◆ **EXTRAIT**:
====================
Dans un deuxième moyen, l'appelante prétend que le prix stipulé dans l'acte de cession n'a pas été réglé par M. X... qui, en tout cas, ne justifie pas du paiement alors que la charge de la preuve lui incombe. Selon l'appelante, l'absence de paiement apparente l'acte à une donation déguisée qui renforce son caractère frauduleux.
Dans un troisième moyen, subsidiaire, l'appelante soutient que la convention de cession du 24 décembre 2003 contient une clause implicite d'abandon de compte courant empêchant la réclamation des sommes apportées. Elle se prévaut en ce sens d'abord d'une clause de l'acte dont il résulterait que l'apport en compte courant a été consenti en vue d'apurer les dettes de la société, ensuite de l'absence d'un compte individualisé au nom de M. X... dans les bilans de la société.
La cour constate que la disposition du jugement déféré déclarant M. X... recevable en sa demande n'est pas querellée en appel, la société n'ayant pas repris devant la cour la fin de non-recevoir tirée du défaut de qualité pour agir du demandeur qu'elle avait soulevée en première instance. En l'absence de moyens d'ordre public, la cour confirmera le jugement de ce chef.
====================
◆ **DOCUMENTS FOURNIS**:
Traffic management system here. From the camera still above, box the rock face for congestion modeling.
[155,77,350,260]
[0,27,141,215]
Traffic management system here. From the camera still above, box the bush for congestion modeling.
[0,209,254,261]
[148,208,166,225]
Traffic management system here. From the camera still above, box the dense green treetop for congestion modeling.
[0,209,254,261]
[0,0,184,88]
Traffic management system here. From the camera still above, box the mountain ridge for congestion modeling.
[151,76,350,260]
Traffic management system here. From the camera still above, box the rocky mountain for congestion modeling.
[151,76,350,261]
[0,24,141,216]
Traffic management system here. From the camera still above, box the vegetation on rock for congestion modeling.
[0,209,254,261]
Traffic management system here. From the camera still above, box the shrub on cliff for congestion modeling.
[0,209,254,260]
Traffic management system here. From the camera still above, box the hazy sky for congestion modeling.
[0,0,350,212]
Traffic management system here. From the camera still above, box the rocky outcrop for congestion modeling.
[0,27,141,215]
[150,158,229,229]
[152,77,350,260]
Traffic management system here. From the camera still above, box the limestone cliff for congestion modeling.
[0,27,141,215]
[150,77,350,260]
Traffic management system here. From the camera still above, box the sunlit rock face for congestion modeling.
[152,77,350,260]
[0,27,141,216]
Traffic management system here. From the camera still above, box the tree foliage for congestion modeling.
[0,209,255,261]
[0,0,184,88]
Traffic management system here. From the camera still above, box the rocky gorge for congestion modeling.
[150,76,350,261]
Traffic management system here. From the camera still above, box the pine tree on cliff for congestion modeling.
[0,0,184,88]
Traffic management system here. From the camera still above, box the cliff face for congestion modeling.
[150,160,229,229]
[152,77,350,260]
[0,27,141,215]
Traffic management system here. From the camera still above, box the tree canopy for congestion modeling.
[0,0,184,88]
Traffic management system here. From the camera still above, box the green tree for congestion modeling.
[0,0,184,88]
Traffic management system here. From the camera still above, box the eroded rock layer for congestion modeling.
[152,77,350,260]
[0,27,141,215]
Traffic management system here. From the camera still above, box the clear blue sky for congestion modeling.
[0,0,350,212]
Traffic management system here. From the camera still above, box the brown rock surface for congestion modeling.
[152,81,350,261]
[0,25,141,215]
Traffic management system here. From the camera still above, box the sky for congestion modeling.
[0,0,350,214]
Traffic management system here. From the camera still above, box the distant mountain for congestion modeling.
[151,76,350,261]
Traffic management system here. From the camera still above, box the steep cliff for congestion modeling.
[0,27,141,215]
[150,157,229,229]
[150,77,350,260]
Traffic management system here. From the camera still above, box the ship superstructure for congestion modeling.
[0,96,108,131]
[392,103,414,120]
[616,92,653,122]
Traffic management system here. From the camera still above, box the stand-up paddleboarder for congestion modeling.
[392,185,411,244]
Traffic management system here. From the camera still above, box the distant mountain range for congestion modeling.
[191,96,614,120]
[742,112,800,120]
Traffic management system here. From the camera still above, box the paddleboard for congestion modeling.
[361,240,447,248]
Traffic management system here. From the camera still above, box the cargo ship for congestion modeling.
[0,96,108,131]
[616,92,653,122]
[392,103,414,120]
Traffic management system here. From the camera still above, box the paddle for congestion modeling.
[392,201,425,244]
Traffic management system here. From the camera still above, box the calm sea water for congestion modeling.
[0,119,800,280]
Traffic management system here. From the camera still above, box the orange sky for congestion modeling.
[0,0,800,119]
====================
◆ **À FAIRE**:
1. Répondez à ces questions sur l'extrait :
(a) Selon l'appelante, à quoi l'absence de paiement du prix apparente-t-elle l'acte ?
(b) De quelle date est la convention de cession invoquée dans le troisième moyen ?
(c) Quelle fin de non-recevoir la société avait-elle soulevée en première instance ?
2. Reproduisez mot pour mot le passage de l'extrait qui va de « La cour constate » à « de ce chef. ».

◆ **RÉPONSES PAR TÂCHE**:
1.
(a) À une donation déguisée.
(b) Du 24 décembre 2003.
(c) La fin de non-recevoir tirée du défaut de qualité pour agir du demandeur.

2.
La cour constate que la disposition du jugement déféré déclarant M. X... recevable en sa demande n'est pas querellée en appel, la société n'ayant pas repris devant la cour la fin de non-recevoir tirée du défaut de qualité pour agir du demandeur qu'elle avait soulevée en première instance. En l'absence de moyens d'ordre public, la cour confirmera le jugement de ce chef.